(A run of records)
--
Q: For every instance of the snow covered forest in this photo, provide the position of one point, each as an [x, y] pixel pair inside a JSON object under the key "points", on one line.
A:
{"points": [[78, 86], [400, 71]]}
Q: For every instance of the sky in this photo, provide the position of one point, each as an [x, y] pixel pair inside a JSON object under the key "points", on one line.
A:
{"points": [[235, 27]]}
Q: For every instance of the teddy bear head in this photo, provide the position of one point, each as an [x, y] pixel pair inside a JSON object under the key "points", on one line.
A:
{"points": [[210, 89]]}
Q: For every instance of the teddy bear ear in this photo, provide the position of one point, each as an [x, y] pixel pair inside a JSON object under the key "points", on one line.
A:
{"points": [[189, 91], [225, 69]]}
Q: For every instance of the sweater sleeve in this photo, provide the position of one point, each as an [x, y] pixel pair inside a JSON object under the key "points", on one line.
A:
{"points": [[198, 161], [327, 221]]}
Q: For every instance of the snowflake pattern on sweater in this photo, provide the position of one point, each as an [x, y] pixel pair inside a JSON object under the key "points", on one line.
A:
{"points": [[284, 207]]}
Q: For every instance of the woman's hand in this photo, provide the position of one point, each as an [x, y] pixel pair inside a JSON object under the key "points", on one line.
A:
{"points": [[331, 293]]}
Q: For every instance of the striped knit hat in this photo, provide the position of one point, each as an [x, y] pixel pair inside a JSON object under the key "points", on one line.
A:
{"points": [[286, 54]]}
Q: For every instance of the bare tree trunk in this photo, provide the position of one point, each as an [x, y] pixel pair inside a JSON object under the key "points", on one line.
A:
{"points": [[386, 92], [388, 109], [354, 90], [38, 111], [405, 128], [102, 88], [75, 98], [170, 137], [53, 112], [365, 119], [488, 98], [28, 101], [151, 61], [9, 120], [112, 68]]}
--
Copy out every one of the lines above, character for character.

§ FINISHED ANSWER
Q: For every instance of the snow covered forest in this photo, provide the position of one point, each as an [x, y] pixel pair inside a JSON object under the key "points", on one line.
A:
{"points": [[78, 86], [400, 71]]}
Q: For every instance of the sky in this photo, provide the position of one point, each as an [x, y] pixel pair inside a JSON object under the key "points", on one line.
A:
{"points": [[235, 27]]}
Q: For every instance of the teddy bear head in this photo, provide the position of one point, each as an [x, y] pixel pair inside a JSON object under the key "points", on one line.
A:
{"points": [[210, 89]]}
Q: For every instance of the teddy bear ear in this photo, provide the position of one point, each as an [x, y] pixel pair inside a JSON object under the key "points", on one line.
A:
{"points": [[189, 91], [225, 69]]}
Q: For every instance of the sweater sleeve in this photo, provide the position of one point, each as an [x, y] pixel pair inside a JSON object under the key "points", on one line.
A:
{"points": [[198, 161], [327, 221]]}
Q: For every instance of the snowflake pattern on sweater in this photo, provide the position of one point, each as an [x, y] pixel pair inside a JSON object under the key "points", on one line.
A:
{"points": [[284, 207]]}
Q: For every instance of the woman's hand in this photo, provide the position of one point, each as an [x, y] pixel pair inside a JSON object under the key "points", on one line.
A:
{"points": [[331, 293]]}
Q: For every instance of the striped knit hat in this photo, provide the position of one point, each as an [x, y] pixel pair inside a JSON object under the key "points", on one line.
A:
{"points": [[286, 54]]}
Q: For every instance of the bare tree trunk in this photo, provide the position of one point, each as an [x, y] pixel pair inside a JSON object under the key "points", on one line.
A:
{"points": [[386, 92], [388, 109], [354, 90], [38, 111], [405, 128], [102, 88], [75, 98], [170, 137], [53, 112], [365, 119], [488, 98], [28, 101], [151, 61], [9, 120], [112, 68]]}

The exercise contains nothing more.